→ **Action item**:
All entries below must be reproduced without a single change.

== Information supplied ==

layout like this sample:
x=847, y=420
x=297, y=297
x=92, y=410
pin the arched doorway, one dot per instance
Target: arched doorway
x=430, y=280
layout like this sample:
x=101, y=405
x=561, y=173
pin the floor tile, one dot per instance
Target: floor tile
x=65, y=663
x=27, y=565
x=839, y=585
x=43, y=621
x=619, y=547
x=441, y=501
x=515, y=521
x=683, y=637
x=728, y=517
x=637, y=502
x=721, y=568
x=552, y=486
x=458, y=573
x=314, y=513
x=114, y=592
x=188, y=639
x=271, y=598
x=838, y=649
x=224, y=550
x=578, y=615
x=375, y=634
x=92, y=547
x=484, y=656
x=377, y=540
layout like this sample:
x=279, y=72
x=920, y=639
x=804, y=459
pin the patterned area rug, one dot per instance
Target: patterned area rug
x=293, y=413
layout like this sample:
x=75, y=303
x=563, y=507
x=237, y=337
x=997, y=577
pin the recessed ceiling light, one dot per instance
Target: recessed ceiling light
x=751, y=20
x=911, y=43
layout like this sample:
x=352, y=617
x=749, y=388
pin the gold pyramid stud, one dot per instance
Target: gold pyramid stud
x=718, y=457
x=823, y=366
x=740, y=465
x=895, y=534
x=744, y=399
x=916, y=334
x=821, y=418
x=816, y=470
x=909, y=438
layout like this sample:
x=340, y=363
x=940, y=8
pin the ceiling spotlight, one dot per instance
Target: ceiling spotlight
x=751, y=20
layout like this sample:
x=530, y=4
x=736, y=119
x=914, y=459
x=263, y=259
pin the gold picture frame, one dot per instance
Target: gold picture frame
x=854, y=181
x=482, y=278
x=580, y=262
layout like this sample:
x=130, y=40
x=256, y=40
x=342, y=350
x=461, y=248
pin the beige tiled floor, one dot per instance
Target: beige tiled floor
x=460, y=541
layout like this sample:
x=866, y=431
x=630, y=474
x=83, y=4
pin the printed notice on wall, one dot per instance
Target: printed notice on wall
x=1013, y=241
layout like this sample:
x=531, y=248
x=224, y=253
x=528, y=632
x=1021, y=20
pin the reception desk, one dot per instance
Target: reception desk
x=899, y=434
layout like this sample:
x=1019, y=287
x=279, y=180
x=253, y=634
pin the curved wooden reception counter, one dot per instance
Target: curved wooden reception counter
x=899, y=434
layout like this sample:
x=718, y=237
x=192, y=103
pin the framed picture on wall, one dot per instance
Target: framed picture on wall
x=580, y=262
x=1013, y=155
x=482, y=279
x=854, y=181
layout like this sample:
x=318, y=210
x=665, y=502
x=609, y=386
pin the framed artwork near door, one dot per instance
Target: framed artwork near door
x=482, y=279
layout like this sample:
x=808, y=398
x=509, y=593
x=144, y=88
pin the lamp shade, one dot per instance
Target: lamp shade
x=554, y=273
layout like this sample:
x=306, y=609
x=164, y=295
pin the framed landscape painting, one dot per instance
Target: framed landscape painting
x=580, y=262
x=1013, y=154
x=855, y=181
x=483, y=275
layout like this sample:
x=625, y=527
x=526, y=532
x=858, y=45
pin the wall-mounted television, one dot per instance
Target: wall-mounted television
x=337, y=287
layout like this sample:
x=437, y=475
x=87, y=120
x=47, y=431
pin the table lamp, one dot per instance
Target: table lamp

===

→ **Solution for this exercise**:
layout like this sample:
x=847, y=420
x=297, y=297
x=92, y=410
pin the arched doorway, one dot per instance
Target: arched doorway
x=430, y=280
layout like this sample:
x=101, y=405
x=561, y=173
pin the floor tile, one dot per instance
Target: floor tile
x=65, y=663
x=27, y=565
x=839, y=585
x=43, y=621
x=619, y=547
x=441, y=501
x=515, y=521
x=683, y=637
x=728, y=517
x=637, y=502
x=721, y=568
x=552, y=486
x=458, y=573
x=314, y=513
x=114, y=592
x=188, y=639
x=271, y=598
x=838, y=649
x=224, y=550
x=578, y=615
x=375, y=634
x=92, y=547
x=484, y=656
x=377, y=540
layout like this sample:
x=279, y=72
x=920, y=639
x=804, y=459
pin the patterned area rug, one dot per instance
Target: patterned area rug
x=293, y=413
layout like this sample:
x=75, y=303
x=563, y=507
x=237, y=337
x=997, y=577
pin the recessed ceiling light, one dot per instance
Target: recessed ceiling light
x=751, y=20
x=911, y=43
layout like this sample:
x=352, y=617
x=749, y=388
pin the gold pyramid stud, one dot per instance
Target: gold pyramid stud
x=718, y=457
x=823, y=366
x=740, y=465
x=895, y=534
x=744, y=399
x=916, y=334
x=821, y=418
x=816, y=470
x=909, y=438
layout like this sample:
x=340, y=363
x=940, y=8
pin the ceiling spotlight, one dot per instance
Target: ceiling spotlight
x=751, y=20
layout like this sample:
x=530, y=4
x=736, y=119
x=914, y=459
x=263, y=259
pin the gold picture frame, one dot per instance
Target: gold picture frame
x=854, y=181
x=482, y=278
x=580, y=262
layout like this sample:
x=130, y=40
x=256, y=40
x=342, y=350
x=461, y=248
pin the beige tiled floor, one dot per instance
Target: beige tiled floor
x=460, y=541
layout like this sample:
x=866, y=431
x=630, y=474
x=83, y=4
pin the printed notice on wall, one dot per instance
Target: printed notice on wall
x=1013, y=241
layout like this sample:
x=531, y=248
x=224, y=253
x=528, y=632
x=1021, y=20
pin the reception desk, one dot per instance
Target: reception desk
x=899, y=434
layout like this sample:
x=1019, y=287
x=279, y=180
x=253, y=634
pin the curved wooden reception counter, one dot per instance
Target: curved wooden reception counter
x=899, y=434
layout like this sample:
x=718, y=237
x=192, y=103
pin the framed picture on wall, one dot per instance
Target: framed picture on wall
x=580, y=262
x=1013, y=155
x=482, y=279
x=854, y=181
layout like this sample:
x=318, y=210
x=665, y=502
x=609, y=386
pin the framed artwork near door, one dot per instance
Target: framed artwork near door
x=482, y=279
layout like this sample:
x=808, y=398
x=509, y=593
x=144, y=88
pin the lamp shade, one dot per instance
Target: lamp shade
x=554, y=273
layout like this sample:
x=306, y=609
x=164, y=295
pin the framed landscape painting, one dot per instance
Target: framed landscape painting
x=580, y=262
x=1013, y=154
x=855, y=181
x=483, y=275
layout like this sample:
x=625, y=527
x=526, y=532
x=858, y=45
pin the wall-mounted television, one dot per instance
Target: wall-mounted television
x=337, y=287
layout like this sample:
x=437, y=475
x=87, y=120
x=47, y=431
pin the table lamp, one dot per instance
Target: table lamp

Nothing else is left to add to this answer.